> _Task requirements_:
Render the data from the line containing "Where can the reflection" through the end as a Markdown table with the columns Row and Entry, numbering each row and omitting blank lines.

── Provided records ──

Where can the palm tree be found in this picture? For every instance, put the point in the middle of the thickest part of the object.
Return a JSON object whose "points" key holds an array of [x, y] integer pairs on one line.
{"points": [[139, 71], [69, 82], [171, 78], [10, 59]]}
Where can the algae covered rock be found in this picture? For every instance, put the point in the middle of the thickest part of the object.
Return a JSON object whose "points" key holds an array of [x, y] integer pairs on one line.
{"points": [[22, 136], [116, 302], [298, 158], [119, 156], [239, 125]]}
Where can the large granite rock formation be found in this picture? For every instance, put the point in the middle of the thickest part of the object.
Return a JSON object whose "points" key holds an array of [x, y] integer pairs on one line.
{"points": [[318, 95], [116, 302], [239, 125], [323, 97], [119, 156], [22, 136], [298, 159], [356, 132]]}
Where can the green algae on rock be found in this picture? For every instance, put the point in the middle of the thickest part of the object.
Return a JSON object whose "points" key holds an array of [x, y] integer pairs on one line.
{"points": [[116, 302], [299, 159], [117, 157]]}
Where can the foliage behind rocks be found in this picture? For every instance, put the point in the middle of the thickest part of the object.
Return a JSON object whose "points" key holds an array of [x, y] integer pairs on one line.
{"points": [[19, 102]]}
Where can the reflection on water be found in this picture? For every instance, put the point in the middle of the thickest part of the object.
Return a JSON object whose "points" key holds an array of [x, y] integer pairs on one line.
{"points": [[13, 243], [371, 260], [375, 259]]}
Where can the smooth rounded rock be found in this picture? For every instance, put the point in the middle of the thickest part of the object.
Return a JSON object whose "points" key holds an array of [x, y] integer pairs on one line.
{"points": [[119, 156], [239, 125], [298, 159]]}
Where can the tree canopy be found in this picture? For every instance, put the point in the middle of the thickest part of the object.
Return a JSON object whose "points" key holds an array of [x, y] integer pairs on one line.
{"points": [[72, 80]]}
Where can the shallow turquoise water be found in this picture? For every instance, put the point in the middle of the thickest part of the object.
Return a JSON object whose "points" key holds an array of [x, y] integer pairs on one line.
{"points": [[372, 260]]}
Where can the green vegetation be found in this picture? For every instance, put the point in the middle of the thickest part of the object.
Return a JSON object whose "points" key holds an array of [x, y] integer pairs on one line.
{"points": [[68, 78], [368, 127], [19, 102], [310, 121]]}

───

> _Solved problem_:
| Row | Entry |
|---|---|
| 1 | Where can the reflection on water be found in this picture? For every instance, put the point in the middle of the thickest part of the object. |
| 2 | Return a JSON object whose "points" key holds an array of [x, y] integer pairs on one line. |
| 3 | {"points": [[13, 243], [371, 260], [375, 259]]} |
| 4 | Where can the smooth rounded rock be found in this picture? For every instance, put the point in the middle of the thickest part of the object. |
| 5 | Return a JSON object whose "points" key holds an array of [x, y] integer pairs on one line. |
| 6 | {"points": [[119, 156], [239, 125], [298, 159]]} |
| 7 | Where can the tree canopy be found in this picture? For every instance, put the point in the middle of the thickest part of the object. |
| 8 | Return a JSON object whose "points" key holds an array of [x, y] integer pairs on one line. |
| 9 | {"points": [[72, 80]]} |
| 10 | Where can the shallow turquoise water be found in this picture? For every instance, put the point in the middle of the thickest part of the object. |
| 11 | Return a JSON object whose "points" key holds an array of [x, y] integer pairs on one line. |
| 12 | {"points": [[372, 260]]} |
| 13 | Where can the green vegetation be found in this picture? For every instance, put the point in the middle of the thickest part of the object. |
| 14 | Return a JSON object whose "points" key holds an array of [x, y] integer pairs on one line. |
| 15 | {"points": [[68, 78], [368, 127], [19, 102], [310, 121]]} |